What needs to be done:
Copy the data verbatim, starting at the first line and stopping after the line that contains "negative clicks: (401, 338) (393, 363)", including that line. Leave the pictures out of your copy.

Available records:
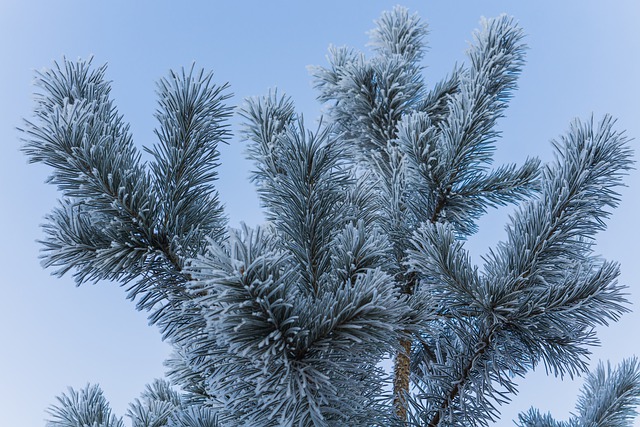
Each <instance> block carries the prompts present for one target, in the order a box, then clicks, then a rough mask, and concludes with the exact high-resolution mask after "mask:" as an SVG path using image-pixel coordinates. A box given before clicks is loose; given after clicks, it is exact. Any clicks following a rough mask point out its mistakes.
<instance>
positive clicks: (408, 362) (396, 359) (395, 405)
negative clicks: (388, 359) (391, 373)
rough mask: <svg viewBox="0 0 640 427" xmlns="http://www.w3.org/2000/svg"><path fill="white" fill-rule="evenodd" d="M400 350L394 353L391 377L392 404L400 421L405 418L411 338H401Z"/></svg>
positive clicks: (409, 372) (403, 420)
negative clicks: (401, 338) (393, 363)
mask: <svg viewBox="0 0 640 427" xmlns="http://www.w3.org/2000/svg"><path fill="white" fill-rule="evenodd" d="M400 346H402V351H399V352H398V354H397V355H396V361H395V368H394V378H393V406H394V407H395V411H396V416H397V417H398V419H400V420H401V421H406V420H407V396H408V394H409V373H410V370H411V340H401V341H400Z"/></svg>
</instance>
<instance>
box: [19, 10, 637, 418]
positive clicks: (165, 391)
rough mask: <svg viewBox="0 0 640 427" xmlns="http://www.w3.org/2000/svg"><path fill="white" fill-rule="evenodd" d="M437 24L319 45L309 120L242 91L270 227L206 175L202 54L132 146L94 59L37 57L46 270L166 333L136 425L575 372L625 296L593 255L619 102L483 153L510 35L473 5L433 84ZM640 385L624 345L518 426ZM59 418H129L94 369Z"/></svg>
mask: <svg viewBox="0 0 640 427" xmlns="http://www.w3.org/2000/svg"><path fill="white" fill-rule="evenodd" d="M426 34H427V27H426V25H424V24H423V23H422V22H421V21H420V19H419V18H418V17H417V15H415V14H414V15H412V14H409V12H408V11H407V10H406V9H404V8H401V7H397V8H395V9H394V10H393V11H391V12H387V13H384V14H383V15H382V17H381V18H380V19H379V20H378V21H377V27H376V29H374V30H373V31H372V33H371V38H372V45H373V46H374V54H375V55H374V56H373V57H372V58H367V57H366V56H365V55H364V54H361V53H359V52H357V51H356V50H354V49H350V48H331V50H330V64H329V66H328V67H315V68H313V69H312V74H313V76H314V81H315V86H316V88H317V89H318V90H319V100H320V101H321V102H323V103H325V105H326V108H327V111H328V114H327V117H326V119H324V120H323V121H322V122H321V123H320V124H319V125H318V126H317V128H316V129H315V130H309V129H307V128H306V125H305V122H304V120H303V118H302V116H301V115H299V114H297V113H296V111H295V107H294V104H293V102H292V100H291V99H289V98H287V97H286V96H280V95H278V94H277V93H275V92H274V93H270V94H268V95H267V96H264V97H258V98H253V99H249V100H247V101H246V103H245V105H244V106H243V107H242V108H241V109H240V114H241V115H242V117H243V118H244V122H245V127H244V129H243V130H242V135H243V137H244V138H245V139H246V140H247V141H248V144H249V145H248V147H249V151H248V153H249V156H250V158H251V159H252V160H253V161H254V162H255V170H254V171H253V173H252V179H253V181H254V182H255V183H256V185H257V187H258V193H259V196H260V200H261V203H262V206H263V207H264V209H265V212H266V217H267V223H266V224H265V225H263V226H262V227H256V228H251V227H248V226H242V227H241V229H238V230H236V229H231V228H228V227H227V224H226V217H225V215H224V212H223V208H222V206H221V204H220V202H219V199H218V195H217V192H216V190H215V187H214V182H215V179H216V177H217V174H216V167H217V165H218V162H219V152H218V145H219V144H220V143H225V142H227V141H228V140H229V138H230V137H231V133H230V130H229V128H228V125H227V122H226V120H227V118H228V117H229V116H230V114H231V109H230V108H229V107H228V106H227V105H226V104H225V101H226V100H227V99H228V97H229V94H228V89H227V85H217V84H215V83H214V81H213V76H212V74H210V73H206V72H205V71H200V70H196V69H195V68H194V67H192V68H191V69H190V70H182V71H180V72H171V73H170V74H169V76H168V77H167V78H165V79H162V80H161V81H160V82H159V84H158V96H159V107H158V110H157V113H156V116H157V119H158V123H159V124H158V129H157V130H156V135H157V137H158V143H157V144H156V145H155V146H153V147H151V148H148V149H146V151H147V153H148V154H149V155H150V161H149V162H148V163H143V162H142V160H141V153H140V152H139V151H138V149H137V148H136V146H135V145H134V142H133V140H132V136H131V134H130V132H129V128H128V125H127V124H126V123H125V122H124V119H123V118H122V116H121V115H120V114H119V113H118V111H117V109H116V107H115V106H114V104H113V102H112V100H111V98H110V96H109V92H110V87H109V83H108V82H107V81H106V80H105V73H106V68H105V67H104V66H103V67H98V68H94V67H93V65H92V63H91V61H77V62H72V61H67V60H65V61H64V62H63V63H62V64H60V65H58V64H55V66H54V67H53V68H52V69H50V70H47V71H44V72H41V73H39V74H38V75H37V84H38V86H39V88H40V91H41V92H40V93H39V94H38V95H37V102H36V107H35V111H34V116H35V118H34V119H33V120H31V121H26V122H25V126H24V129H23V139H24V142H25V145H24V151H25V153H26V154H27V155H28V156H29V159H30V160H31V161H32V162H42V163H45V164H47V165H49V166H51V167H52V169H53V172H52V174H51V176H50V178H49V181H50V182H51V183H52V184H54V185H56V186H57V187H58V189H59V191H60V192H61V200H60V205H59V206H58V207H56V208H55V209H54V210H53V212H52V213H51V214H50V215H49V216H48V218H47V221H48V222H47V224H46V225H45V226H44V231H45V238H44V240H43V246H44V250H43V260H44V265H45V266H47V267H54V268H56V269H57V270H55V274H58V275H63V274H65V273H67V272H69V271H71V270H73V274H74V277H75V279H76V281H77V282H78V283H79V284H80V283H85V282H91V281H99V280H113V281H116V282H119V283H120V284H121V285H123V286H125V287H126V289H127V291H128V296H129V298H131V299H132V300H136V301H137V308H138V309H140V310H147V311H148V312H149V318H150V320H151V322H153V323H154V324H156V325H157V326H158V327H159V328H160V330H161V332H162V335H163V338H164V339H165V340H167V341H169V342H170V343H171V345H172V346H173V348H174V350H175V351H174V355H173V356H172V357H171V359H170V360H168V361H167V367H168V373H167V376H168V380H169V382H166V381H156V382H155V383H153V384H152V385H150V386H148V388H147V390H146V391H145V392H143V394H142V395H141V398H140V399H139V400H136V401H135V402H134V403H132V404H131V406H130V409H129V412H128V414H127V415H128V416H129V418H130V419H131V421H132V424H133V426H135V427H142V426H146V427H149V426H191V427H195V426H200V427H204V426H237V425H245V426H324V425H333V426H340V425H349V426H360V425H361V426H370V425H384V426H389V425H415V426H418V425H420V426H445V425H446V426H449V425H451V426H453V425H461V426H462V425H464V426H466V425H489V424H490V423H491V422H492V421H493V420H495V419H496V418H497V417H498V415H499V409H500V405H502V404H504V403H507V402H508V401H509V400H510V397H511V396H513V395H514V394H515V393H517V384H516V382H515V378H516V377H518V376H522V375H524V374H525V373H526V372H528V371H530V370H531V369H532V368H534V367H536V366H538V365H543V366H544V367H545V368H546V369H547V371H549V372H551V373H553V374H554V375H556V376H564V375H569V376H575V375H580V374H583V373H585V372H586V370H587V359H586V358H587V356H588V354H589V346H591V345H594V344H595V343H597V337H596V336H595V334H594V327H595V326H598V325H606V324H608V322H610V321H615V320H617V319H618V318H619V317H620V315H622V314H623V313H624V312H626V311H628V308H627V301H626V300H625V298H624V294H623V290H624V287H623V286H621V285H619V284H618V283H617V277H618V275H619V266H618V265H617V264H616V263H614V262H609V261H604V260H602V259H601V258H600V257H598V256H597V255H596V254H594V253H593V250H592V246H593V243H594V238H595V234H596V233H597V232H598V231H600V230H603V229H604V228H605V221H606V219H607V218H608V216H609V214H610V210H611V209H613V208H615V207H616V205H617V204H618V194H617V192H616V191H617V187H619V186H620V185H622V177H623V176H624V174H625V173H626V171H628V170H629V169H630V168H631V167H632V161H631V151H630V149H629V147H628V139H627V138H626V137H625V135H624V133H622V132H619V131H616V130H615V129H614V120H613V119H612V118H611V117H608V116H607V117H604V118H603V119H602V120H600V121H596V120H594V119H593V118H590V119H588V120H586V121H584V122H580V121H576V122H575V123H573V124H571V126H570V129H569V131H568V132H567V134H566V135H564V136H562V137H560V138H559V139H558V140H557V141H556V142H554V147H555V150H556V158H555V160H554V161H553V162H551V163H549V164H545V165H542V164H541V162H540V161H539V160H537V159H535V158H531V159H528V160H526V161H525V162H524V164H523V165H521V166H516V165H503V166H499V167H497V168H493V169H492V168H491V164H492V156H493V152H494V150H495V143H496V142H497V139H498V137H499V132H498V131H497V130H496V123H497V121H498V120H499V119H500V118H501V117H502V115H503V112H504V110H505V108H506V107H507V104H508V101H509V99H510V98H511V96H512V93H513V91H514V89H515V88H516V81H517V77H518V75H519V73H520V71H521V69H522V67H523V65H524V50H525V45H524V43H523V32H522V30H521V29H520V28H519V27H518V25H517V24H516V23H515V22H514V20H513V19H511V18H508V17H506V16H500V17H498V18H495V19H489V20H484V21H483V22H482V28H481V30H479V31H478V32H476V34H475V42H474V44H473V45H472V46H471V47H470V49H469V52H468V64H466V65H463V66H458V67H456V68H454V69H453V71H452V72H451V74H450V75H449V76H447V77H446V78H445V79H443V80H442V81H441V82H440V83H437V84H435V85H433V86H431V87H427V85H426V84H425V82H424V81H423V77H422V66H421V65H420V64H421V61H422V59H423V56H424V44H423V38H424V37H425V36H426ZM506 204H516V205H517V206H516V208H515V211H514V213H513V214H512V216H511V218H510V223H509V224H508V225H507V239H506V240H505V241H504V242H501V243H499V244H498V245H497V246H496V247H495V248H493V249H492V250H490V252H489V254H488V255H487V256H486V258H485V260H484V265H482V266H476V265H474V264H473V263H472V261H471V258H470V256H469V254H468V252H467V250H466V248H465V246H464V241H465V239H466V238H467V237H468V236H470V235H472V234H473V233H474V232H476V231H477V228H478V226H477V224H476V221H477V220H478V218H479V217H480V216H481V215H483V214H484V213H486V212H487V211H488V210H489V209H490V208H494V207H496V206H502V205H506ZM389 357H392V358H393V360H394V364H395V369H394V370H393V372H391V373H389V372H387V371H386V370H385V369H384V368H383V366H382V365H381V363H382V362H383V361H384V360H386V359H389ZM174 386H175V387H177V388H179V389H180V392H177V391H175V389H174V388H173V387H174ZM639 398H640V367H639V366H638V362H637V361H636V359H629V360H627V361H625V362H623V363H622V364H621V365H620V366H619V367H618V368H611V367H610V366H609V367H607V368H606V369H605V368H604V367H603V366H600V367H598V368H597V369H596V371H595V372H594V373H592V374H589V375H588V376H587V378H586V385H585V388H584V391H583V393H582V395H581V396H580V398H579V400H578V405H577V408H576V415H575V416H574V418H572V419H571V420H569V421H567V422H557V421H555V420H554V419H553V418H552V417H551V416H550V415H548V414H547V415H544V414H540V412H539V411H537V410H535V409H531V410H530V411H529V412H527V413H525V414H521V415H520V417H519V423H520V425H521V426H556V425H557V426H564V425H566V426H574V425H575V426H578V425H593V426H604V425H607V426H627V425H630V424H629V423H630V422H631V420H632V419H633V417H634V416H635V410H634V408H635V406H636V405H637V404H638V399H639ZM50 415H51V420H50V421H49V425H50V426H52V427H53V426H60V427H62V426H85V425H96V426H104V427H107V426H122V425H123V421H122V420H121V419H118V418H117V417H116V416H115V415H113V414H112V413H111V410H110V408H109V405H108V403H107V401H106V400H105V398H104V396H103V395H102V392H101V390H100V389H99V388H98V387H97V386H91V385H90V386H87V387H86V388H85V389H82V390H81V391H75V390H73V389H71V390H70V391H69V392H68V394H64V395H62V396H61V397H60V398H59V402H58V404H57V405H54V406H52V407H51V409H50Z"/></svg>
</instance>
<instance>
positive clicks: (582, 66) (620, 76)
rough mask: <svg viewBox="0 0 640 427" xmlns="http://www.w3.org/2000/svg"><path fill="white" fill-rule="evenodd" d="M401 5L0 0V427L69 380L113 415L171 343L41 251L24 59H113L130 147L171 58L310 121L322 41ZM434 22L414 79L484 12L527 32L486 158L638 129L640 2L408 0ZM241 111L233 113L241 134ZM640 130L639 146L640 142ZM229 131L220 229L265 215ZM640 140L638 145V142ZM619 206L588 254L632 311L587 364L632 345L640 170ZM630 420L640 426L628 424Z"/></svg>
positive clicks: (32, 66)
mask: <svg viewBox="0 0 640 427" xmlns="http://www.w3.org/2000/svg"><path fill="white" fill-rule="evenodd" d="M396 2H397V1H395V0H394V1H366V2H365V1H359V2H358V1H353V0H352V1H346V0H341V1H333V0H332V1H316V2H303V1H272V2H267V1H253V2H248V1H233V2H213V1H211V2H205V1H202V2H195V1H192V2H168V1H135V2H134V1H124V0H118V1H110V2H106V1H102V2H98V1H71V0H60V1H55V2H54V1H44V0H43V1H19V0H13V1H11V0H0V58H1V60H2V66H0V140H1V141H2V145H1V146H0V202H1V203H2V205H1V209H0V271H2V276H1V279H0V292H1V293H0V295H1V297H0V426H28V427H30V426H43V425H44V422H43V419H44V418H45V417H46V414H45V412H44V410H45V409H46V407H47V406H48V405H50V404H51V403H53V402H54V400H55V399H54V397H55V396H56V395H58V394H60V393H61V392H63V391H65V389H66V387H67V386H74V387H82V386H84V385H85V384H86V383H87V382H91V383H100V385H101V386H102V388H103V390H104V392H105V394H106V397H107V398H108V399H109V400H110V401H111V403H112V407H113V408H114V410H115V412H116V413H117V414H118V415H124V413H125V411H126V408H127V404H128V402H130V401H131V400H133V399H134V398H135V397H137V396H138V395H139V393H140V392H141V391H142V390H143V387H144V384H146V383H148V382H150V381H152V380H153V379H154V378H156V377H161V376H162V375H163V372H164V368H163V366H162V362H163V360H164V358H165V357H166V355H167V354H168V350H169V349H168V346H167V345H166V344H164V343H162V342H161V340H160V335H159V333H158V331H157V330H156V329H155V328H154V327H149V326H148V325H147V321H146V315H145V314H144V313H139V312H136V311H135V309H134V305H133V304H132V303H131V302H129V301H127V300H125V293H124V291H123V290H122V289H121V288H118V287H117V286H116V285H114V284H111V283H99V284H98V285H95V286H92V285H85V286H82V287H80V288H75V286H74V283H73V280H72V279H71V278H70V277H64V278H62V279H58V278H55V277H52V276H50V272H49V271H44V270H43V269H42V268H41V267H40V264H39V260H38V251H39V246H38V244H37V243H35V241H36V240H37V239H38V238H40V237H41V236H42V232H41V229H40V228H39V224H41V223H42V222H43V217H44V215H45V214H46V213H47V212H49V211H50V209H51V208H52V207H53V206H54V204H55V203H56V202H55V201H56V198H57V194H56V192H55V189H54V188H53V187H52V186H49V185H46V184H45V183H44V180H45V179H46V176H47V173H48V171H47V169H46V168H45V167H43V166H40V165H37V166H34V165H28V164H27V163H26V158H25V157H24V156H23V155H22V154H21V153H20V152H19V151H18V147H19V146H20V142H19V133H18V132H17V131H16V130H15V128H16V127H17V126H20V123H21V119H22V118H23V117H29V116H30V110H31V108H32V106H33V98H32V92H33V87H32V86H31V83H32V80H33V70H35V69H40V68H42V67H47V66H50V65H51V64H52V61H54V60H60V59H61V58H62V56H63V55H66V56H67V57H68V58H72V59H75V58H79V57H80V58H86V57H88V56H89V55H94V63H95V64H102V63H105V62H106V63H108V64H109V68H108V72H107V77H108V78H109V79H110V80H112V81H113V96H114V98H115V100H116V104H117V105H118V107H119V110H120V112H121V113H122V114H124V115H125V118H126V119H127V120H128V121H129V122H130V123H131V127H132V130H133V134H134V137H135V139H136V141H137V143H138V144H139V145H140V146H142V145H150V144H151V143H153V142H154V136H153V133H152V131H153V128H154V126H155V122H154V119H153V112H154V110H155V106H156V98H155V93H154V91H155V81H156V80H157V79H158V78H160V77H162V76H164V75H166V74H167V72H168V70H169V69H170V68H179V67H181V66H186V67H188V66H190V65H191V64H192V63H193V62H194V61H195V62H196V64H197V66H200V67H205V68H207V69H209V70H213V71H214V73H215V79H216V80H217V81H218V82H219V83H223V82H227V81H228V82H230V84H231V90H232V91H233V92H234V93H235V96H234V98H233V99H232V101H231V102H233V103H236V104H237V103H240V102H241V101H242V99H243V98H245V97H247V96H253V95H262V94H265V93H266V92H267V91H268V90H269V89H270V88H275V87H278V88H279V91H284V92H286V93H287V94H289V95H291V96H292V97H293V98H294V99H295V101H296V104H297V106H298V110H299V111H301V112H303V113H304V114H305V117H306V118H307V120H309V121H314V120H316V119H317V118H318V117H319V115H320V111H321V110H320V107H319V105H318V104H317V102H316V101H315V96H316V94H315V92H314V90H313V88H312V86H311V80H310V78H309V75H308V72H307V70H306V66H308V65H324V64H326V60H325V55H326V51H327V47H328V45H329V44H336V45H350V46H353V47H356V48H364V47H365V44H366V42H367V36H366V31H368V30H369V29H371V28H372V26H373V23H372V22H373V20H374V19H376V18H377V17H378V16H379V15H380V13H381V12H382V11H383V10H386V9H390V8H392V7H393V6H394V4H395V3H396ZM403 4H404V5H406V6H407V7H409V8H410V9H411V10H412V11H417V12H418V13H419V14H420V15H421V16H422V17H423V18H424V19H425V20H426V21H427V22H428V23H429V25H430V28H431V34H430V36H429V45H430V51H429V52H428V54H427V55H426V57H425V60H424V62H425V65H427V68H426V69H425V74H426V79H427V81H428V82H435V81H437V80H438V79H439V78H440V77H442V76H444V74H445V73H447V72H448V71H449V70H450V69H451V68H452V67H453V65H454V63H455V62H456V61H457V62H460V61H463V60H464V51H465V49H466V47H467V41H468V40H470V39H471V32H472V30H473V29H474V28H476V27H477V26H478V22H479V19H480V17H481V16H487V17H489V16H495V15H498V14H500V13H503V12H505V13H507V14H510V15H513V16H515V17H516V18H517V19H518V20H519V21H520V23H521V25H522V26H523V27H524V29H525V32H526V33H527V34H528V37H527V43H528V45H529V47H530V50H529V52H528V64H527V66H526V68H525V71H524V73H523V75H522V77H521V80H520V89H519V90H518V91H517V92H516V94H515V98H514V100H513V102H512V105H511V107H510V108H509V109H508V110H507V115H506V117H505V118H504V119H502V120H501V121H500V128H501V130H502V131H503V138H502V140H501V141H500V142H499V148H498V154H497V158H496V160H497V162H498V163H502V162H521V161H522V160H523V159H524V158H525V157H526V156H528V155H538V156H540V157H542V158H543V159H547V160H548V159H550V156H551V145H550V143H549V141H550V140H551V139H552V138H555V137H557V136H558V135H560V134H562V133H564V131H565V130H566V129H567V128H568V124H569V122H570V120H571V119H572V118H574V117H581V118H588V117H589V116H590V115H591V113H594V115H595V117H596V118H597V117H600V116H602V115H603V114H604V113H611V114H613V115H614V116H615V117H618V118H619V122H618V126H619V128H621V129H627V131H628V134H629V135H630V136H631V137H635V138H636V139H638V138H640V82H639V78H640V26H639V25H638V23H639V22H640V3H638V2H637V1H635V0H627V1H622V0H620V1H611V2H605V1H585V0H580V1H569V0H565V1H556V0H544V1H536V2H533V1H532V2H524V1H475V0H469V1H455V2H446V1H427V0H423V1H406V2H404V3H403ZM237 123H238V120H236V119H234V130H236V131H237V129H238V128H237ZM636 143H637V141H636ZM243 151H244V145H243V142H242V141H241V140H240V139H239V138H234V139H233V140H232V142H231V144H230V145H229V146H228V147H223V151H222V167H221V168H220V181H219V190H220V194H221V198H222V200H223V202H224V203H225V204H226V206H227V213H228V215H229V216H230V218H231V224H232V225H233V224H236V225H237V224H238V223H239V222H240V221H245V222H247V223H249V224H257V223H259V222H261V221H262V217H261V214H260V209H259V205H258V202H257V198H256V194H255V191H254V188H253V187H252V185H251V184H250V183H249V182H248V179H247V177H248V171H249V169H250V167H251V165H250V164H249V163H248V162H247V161H245V160H244V158H243ZM636 151H637V150H636ZM627 183H628V185H629V186H628V188H626V189H625V190H624V192H623V197H622V204H621V206H620V208H619V209H618V210H616V211H615V213H614V214H613V216H612V217H611V220H610V226H609V229H608V230H607V231H606V232H604V233H602V234H601V235H600V237H599V244H598V247H597V250H598V251H599V252H600V253H601V254H602V255H603V256H604V257H606V258H607V259H613V260H618V261H620V262H621V263H622V277H621V282H623V283H625V284H627V285H629V287H630V288H629V293H630V295H629V299H630V300H631V301H632V302H633V303H634V306H633V307H632V308H634V307H635V309H636V311H635V312H634V313H631V314H628V315H626V316H625V317H624V318H623V319H622V321H620V322H619V323H617V324H614V325H612V326H611V327H609V328H607V329H602V330H601V331H600V337H601V339H602V346H601V347H600V348H596V349H594V357H593V359H594V360H597V359H599V358H603V359H610V360H612V361H613V362H617V361H619V360H621V359H622V358H623V357H626V356H631V355H633V354H636V355H640V339H639V338H640V334H639V326H640V262H638V256H637V250H636V249H637V242H638V238H639V237H640V231H639V228H638V224H639V223H640V222H639V221H638V212H640V199H639V198H638V197H637V195H638V192H639V191H640V178H639V175H638V172H633V173H632V175H631V176H629V177H628V179H627ZM506 216H507V211H500V212H490V213H489V215H487V217H486V218H485V219H483V221H482V222H481V224H480V226H481V229H482V231H481V232H480V233H479V234H478V235H477V236H475V237H474V238H472V239H471V240H470V241H469V243H468V247H470V248H471V250H472V252H473V253H474V256H475V259H476V260H477V261H478V262H480V261H481V259H480V256H481V254H482V253H484V252H485V251H486V250H487V248H488V247H490V246H493V245H495V243H496V242H497V241H498V240H500V239H501V238H503V236H504V232H503V227H504V224H505V221H506ZM580 384H581V380H578V381H576V382H573V383H572V382H569V381H565V382H560V380H558V379H554V378H546V377H545V376H544V373H535V374H533V375H531V376H529V377H527V378H526V379H524V380H522V381H521V393H520V395H519V396H517V397H516V398H515V399H514V402H513V404H512V405H510V406H509V407H506V408H505V409H504V411H503V414H504V417H503V420H501V421H499V422H498V423H497V425H512V422H511V419H513V418H514V417H515V415H516V414H517V413H518V412H519V411H522V410H526V409H527V408H528V407H530V406H531V405H533V406H536V407H539V408H540V409H541V410H543V411H551V412H552V413H553V414H554V415H555V416H557V417H560V418H563V417H566V416H568V414H569V412H570V411H571V410H572V409H573V407H574V403H575V399H576V393H577V389H578V388H579V385H580ZM636 425H640V423H637V424H636Z"/></svg>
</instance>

Output of the task:
Each <instance> block carries the prompts present for one target, in the order a box, then clicks, then a rough mask, and concludes with the exact high-resolution mask after "mask:" as an SVG path using image-pixel coordinates. A box given before clicks is loose; given after clicks, it is exact. Any clicks following a rough mask point out its mistakes.
<instance>
positive clicks: (408, 362) (396, 359) (395, 405)
negative clicks: (388, 359) (391, 373)
rough mask: <svg viewBox="0 0 640 427" xmlns="http://www.w3.org/2000/svg"><path fill="white" fill-rule="evenodd" d="M400 350L394 353L391 377L392 404L400 421L405 418L411 338H401Z"/></svg>
positive clicks: (409, 372) (403, 420)
negative clicks: (401, 338) (393, 363)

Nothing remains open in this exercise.